'''

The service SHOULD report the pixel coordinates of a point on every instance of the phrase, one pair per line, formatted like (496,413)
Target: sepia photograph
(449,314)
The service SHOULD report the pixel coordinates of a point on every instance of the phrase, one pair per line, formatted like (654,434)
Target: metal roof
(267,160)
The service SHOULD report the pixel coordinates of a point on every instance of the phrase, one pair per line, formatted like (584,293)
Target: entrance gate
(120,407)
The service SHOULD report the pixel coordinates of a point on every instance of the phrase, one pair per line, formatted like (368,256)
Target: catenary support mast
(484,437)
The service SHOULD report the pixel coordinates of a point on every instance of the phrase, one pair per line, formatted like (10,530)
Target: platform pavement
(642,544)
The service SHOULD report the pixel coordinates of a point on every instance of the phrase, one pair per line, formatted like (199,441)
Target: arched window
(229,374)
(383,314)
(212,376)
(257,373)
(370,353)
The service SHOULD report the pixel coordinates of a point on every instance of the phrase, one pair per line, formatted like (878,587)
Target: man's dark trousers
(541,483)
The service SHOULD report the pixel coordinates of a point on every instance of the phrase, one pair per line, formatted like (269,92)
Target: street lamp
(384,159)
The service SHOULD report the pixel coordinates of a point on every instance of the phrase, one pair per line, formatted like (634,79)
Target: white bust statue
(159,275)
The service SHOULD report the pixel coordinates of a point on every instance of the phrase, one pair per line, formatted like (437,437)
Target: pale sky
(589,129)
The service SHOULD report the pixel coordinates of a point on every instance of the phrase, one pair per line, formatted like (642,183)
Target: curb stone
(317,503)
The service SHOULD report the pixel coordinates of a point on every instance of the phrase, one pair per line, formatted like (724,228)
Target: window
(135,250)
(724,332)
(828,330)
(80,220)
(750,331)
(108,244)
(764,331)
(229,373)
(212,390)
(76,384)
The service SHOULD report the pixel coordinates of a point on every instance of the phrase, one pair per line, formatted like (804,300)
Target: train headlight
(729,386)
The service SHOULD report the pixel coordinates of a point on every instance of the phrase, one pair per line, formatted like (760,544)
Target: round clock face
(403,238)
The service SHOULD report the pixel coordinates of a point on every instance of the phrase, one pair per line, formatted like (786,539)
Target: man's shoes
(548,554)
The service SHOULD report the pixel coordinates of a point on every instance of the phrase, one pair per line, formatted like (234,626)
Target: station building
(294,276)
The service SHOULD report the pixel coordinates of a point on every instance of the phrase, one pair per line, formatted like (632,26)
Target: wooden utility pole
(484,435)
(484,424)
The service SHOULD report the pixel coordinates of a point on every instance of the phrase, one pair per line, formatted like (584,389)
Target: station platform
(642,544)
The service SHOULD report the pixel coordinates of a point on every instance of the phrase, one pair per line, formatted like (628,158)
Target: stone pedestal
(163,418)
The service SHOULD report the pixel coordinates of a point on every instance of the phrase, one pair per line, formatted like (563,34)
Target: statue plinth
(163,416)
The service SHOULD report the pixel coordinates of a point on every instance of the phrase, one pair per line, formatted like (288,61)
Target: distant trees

'''

▸ **Task objective**:
Write out every record exactly as it appears above.

▸ **Exercise output**:
The service SHOULD report the pixel coordinates of a point on every instance of the phrase, one pair per line, formatted like (496,413)
Target: sepia photograph
(449,314)
The service SHOULD report the pixel coordinates of a point on every instance of the phrase, one pair per line, formatted like (654,434)
Target: metal roof
(267,160)
The service SHOULD report the pixel coordinates of a point on every instance of the phrase, one pair per line, formatted like (584,293)
Target: entrance gate
(120,407)
The service SHOULD report the pixel coordinates of a point on every instance of the phrase, one pair per line, formatted like (368,256)
Target: catenary support mast
(484,437)
The service SHOULD report the pixel coordinates of a point on every instance of the phrase, one pair per line, formatted like (10,530)
Target: platform pavement
(642,544)
The service SHOULD report the pixel coordinates of a point on every instance of the phrase, one pair per line, formatted like (199,441)
Target: arched window
(229,374)
(383,314)
(212,376)
(257,373)
(370,353)
The service SHOULD report the pixel coordinates of a point on every instance of the phrase, one pair per line, formatted like (878,587)
Target: man's dark trousers
(541,483)
The service SHOULD report the pixel coordinates of a point on every instance of the phrase, one pair per line, formatted like (269,92)
Target: street lamp
(384,159)
The service SHOULD report the pixel coordinates of a point on every instance of the phrase, one pair per line, formatted like (634,79)
Target: white bust statue
(159,275)
The service SHOULD report the pixel coordinates of a point on every instance of the phrase, one pair per line, formatted like (437,437)
Target: pale sky
(589,129)
The service SHOULD report the pixel coordinates of a point on every instance of the phrase, one pair per line, formatted like (642,183)
Target: curb stone
(317,503)
The service SHOULD report the pixel coordinates of a point on every instance of the phrase, one pair per line, formatted like (724,228)
Target: window
(135,250)
(724,332)
(828,330)
(80,220)
(750,331)
(108,244)
(764,331)
(229,373)
(212,390)
(76,384)
The service SHOULD report the pixel coordinates of a point on every instance of the phrase, one pair per line, formatted like (804,300)
Target: train headlight
(729,386)
The service SHOULD report the pixel coordinates of a point on every instance of the phrase, one pair per line, formatted like (760,544)
Target: round clock face
(403,238)
The service SHOULD report the pixel coordinates of a point on every instance of the phrase, one pair per line, formatted like (786,539)
Target: man's shoes
(548,554)
The service SHOULD report the pixel coordinates of a point on every instance of the phrase, one pair per line, formatted like (234,626)
Target: station building
(294,276)
The service SHOULD report the pixel coordinates of a point on every instance of the phrase, one pair per line, formatted like (632,26)
Target: wooden utility pole
(484,435)
(484,424)
The service SHOULD report the pixel coordinates of a point on every instance of the phrase, one pair per line, formatted like (584,389)
Target: station platform
(642,544)
The service SHOULD report the pixel coordinates of a point on every instance of the phrase, one pair per line, formatted like (628,158)
Target: stone pedestal
(163,418)
The service SHOULD report the pixel coordinates of a point on every instance of the phrase, one pair per line, formatted like (563,34)
Target: statue plinth
(163,416)
The service SHOULD report the pixel coordinates of a point on every instance of the phrase, one pair per line, formatted like (288,61)
Target: distant trees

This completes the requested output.